» What you will do
In the rows below, rewrite the part that opens with the line containing "of the short" and closes with the line containing "column 409, row 2", replacing "short dark hair" with "curly dark hair" and leaving all else unchanged. Return only those lines.

Rows from a dataset:

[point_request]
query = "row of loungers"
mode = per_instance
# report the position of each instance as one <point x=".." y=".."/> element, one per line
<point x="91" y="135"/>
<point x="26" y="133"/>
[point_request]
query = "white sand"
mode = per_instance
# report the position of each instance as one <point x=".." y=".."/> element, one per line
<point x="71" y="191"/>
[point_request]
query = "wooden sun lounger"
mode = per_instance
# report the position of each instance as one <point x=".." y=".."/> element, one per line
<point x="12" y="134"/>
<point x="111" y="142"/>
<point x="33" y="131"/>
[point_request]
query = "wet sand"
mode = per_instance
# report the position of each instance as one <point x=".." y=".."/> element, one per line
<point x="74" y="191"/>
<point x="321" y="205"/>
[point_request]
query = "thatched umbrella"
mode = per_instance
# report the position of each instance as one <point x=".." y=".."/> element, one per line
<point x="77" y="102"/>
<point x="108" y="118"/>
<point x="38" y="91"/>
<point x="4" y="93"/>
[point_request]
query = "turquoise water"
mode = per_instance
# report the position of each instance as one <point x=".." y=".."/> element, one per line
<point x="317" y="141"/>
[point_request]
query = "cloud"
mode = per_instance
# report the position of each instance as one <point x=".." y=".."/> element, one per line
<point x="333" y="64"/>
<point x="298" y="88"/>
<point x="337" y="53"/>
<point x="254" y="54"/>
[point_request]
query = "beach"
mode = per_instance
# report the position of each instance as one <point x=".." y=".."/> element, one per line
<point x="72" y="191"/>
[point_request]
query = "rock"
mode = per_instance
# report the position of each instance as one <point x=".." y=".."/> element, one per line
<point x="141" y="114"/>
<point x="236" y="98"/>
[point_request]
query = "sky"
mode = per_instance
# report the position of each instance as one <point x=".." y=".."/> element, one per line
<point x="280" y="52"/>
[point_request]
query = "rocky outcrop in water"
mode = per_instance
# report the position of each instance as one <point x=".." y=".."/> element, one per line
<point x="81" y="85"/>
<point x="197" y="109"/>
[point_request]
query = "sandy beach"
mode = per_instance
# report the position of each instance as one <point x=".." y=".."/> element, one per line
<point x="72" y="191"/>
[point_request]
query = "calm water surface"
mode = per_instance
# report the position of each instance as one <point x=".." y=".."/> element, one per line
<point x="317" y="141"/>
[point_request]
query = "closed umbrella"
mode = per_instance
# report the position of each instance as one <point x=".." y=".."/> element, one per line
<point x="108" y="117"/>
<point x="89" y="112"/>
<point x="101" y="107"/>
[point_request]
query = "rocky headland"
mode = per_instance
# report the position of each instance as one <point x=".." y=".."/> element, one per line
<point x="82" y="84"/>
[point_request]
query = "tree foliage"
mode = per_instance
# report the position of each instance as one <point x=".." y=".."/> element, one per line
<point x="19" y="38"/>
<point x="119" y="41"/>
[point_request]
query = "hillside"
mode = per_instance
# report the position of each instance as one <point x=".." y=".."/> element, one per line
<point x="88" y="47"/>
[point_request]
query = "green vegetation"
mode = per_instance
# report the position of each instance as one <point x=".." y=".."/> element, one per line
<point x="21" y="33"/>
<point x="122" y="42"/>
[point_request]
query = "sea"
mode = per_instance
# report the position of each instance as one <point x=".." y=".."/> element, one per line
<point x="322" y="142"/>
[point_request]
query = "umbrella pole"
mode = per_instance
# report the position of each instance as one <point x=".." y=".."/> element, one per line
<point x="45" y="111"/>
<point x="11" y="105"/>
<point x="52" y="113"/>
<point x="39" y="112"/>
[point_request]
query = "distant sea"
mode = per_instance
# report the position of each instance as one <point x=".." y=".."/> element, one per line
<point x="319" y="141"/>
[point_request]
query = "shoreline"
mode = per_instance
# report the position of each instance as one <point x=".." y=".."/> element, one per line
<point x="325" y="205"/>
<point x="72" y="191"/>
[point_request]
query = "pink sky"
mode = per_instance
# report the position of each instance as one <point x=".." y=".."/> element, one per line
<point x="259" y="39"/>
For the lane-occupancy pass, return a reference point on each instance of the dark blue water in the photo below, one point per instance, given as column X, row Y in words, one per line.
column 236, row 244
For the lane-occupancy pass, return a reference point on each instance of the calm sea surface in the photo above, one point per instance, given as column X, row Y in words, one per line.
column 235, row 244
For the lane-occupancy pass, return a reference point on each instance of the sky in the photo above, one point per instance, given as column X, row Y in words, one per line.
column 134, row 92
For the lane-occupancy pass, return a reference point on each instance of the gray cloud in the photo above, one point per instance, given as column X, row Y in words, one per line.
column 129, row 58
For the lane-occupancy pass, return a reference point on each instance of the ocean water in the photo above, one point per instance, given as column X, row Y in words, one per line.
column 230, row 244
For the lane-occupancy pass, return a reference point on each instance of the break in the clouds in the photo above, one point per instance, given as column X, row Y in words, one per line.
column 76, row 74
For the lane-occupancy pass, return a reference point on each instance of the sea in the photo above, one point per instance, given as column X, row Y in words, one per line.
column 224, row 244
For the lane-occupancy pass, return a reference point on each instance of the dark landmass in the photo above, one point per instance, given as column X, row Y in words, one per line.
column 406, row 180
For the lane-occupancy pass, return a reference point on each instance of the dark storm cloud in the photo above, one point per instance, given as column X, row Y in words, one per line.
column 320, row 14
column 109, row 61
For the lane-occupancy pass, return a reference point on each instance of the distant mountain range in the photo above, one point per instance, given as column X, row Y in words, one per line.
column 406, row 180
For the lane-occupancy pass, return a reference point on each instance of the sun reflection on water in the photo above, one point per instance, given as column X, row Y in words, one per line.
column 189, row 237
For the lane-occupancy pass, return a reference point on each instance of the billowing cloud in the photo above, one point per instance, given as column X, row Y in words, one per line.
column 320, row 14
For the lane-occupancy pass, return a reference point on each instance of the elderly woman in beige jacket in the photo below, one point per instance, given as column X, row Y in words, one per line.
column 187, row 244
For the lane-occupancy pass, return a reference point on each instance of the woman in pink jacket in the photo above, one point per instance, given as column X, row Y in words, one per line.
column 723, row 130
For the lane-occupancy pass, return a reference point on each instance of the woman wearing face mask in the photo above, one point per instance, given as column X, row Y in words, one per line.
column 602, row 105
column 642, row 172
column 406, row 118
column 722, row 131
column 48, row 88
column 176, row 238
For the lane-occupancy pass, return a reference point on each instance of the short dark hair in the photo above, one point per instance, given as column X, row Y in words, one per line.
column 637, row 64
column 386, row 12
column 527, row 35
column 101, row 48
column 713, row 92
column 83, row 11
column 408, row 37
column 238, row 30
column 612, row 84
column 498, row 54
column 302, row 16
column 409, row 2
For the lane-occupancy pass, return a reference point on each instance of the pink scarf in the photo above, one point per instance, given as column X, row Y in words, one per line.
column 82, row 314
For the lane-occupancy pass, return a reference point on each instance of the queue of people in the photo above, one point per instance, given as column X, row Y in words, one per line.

» Correct result
For the lane-occupancy pass, return a reference point on each instance of the curly dark hair in the photo above, one point per instance, given as column X, row Y in words, one per line.
column 637, row 64
column 386, row 12
column 527, row 35
column 101, row 48
column 713, row 92
column 83, row 11
column 408, row 37
column 238, row 30
column 612, row 84
column 498, row 54
column 302, row 16
column 409, row 2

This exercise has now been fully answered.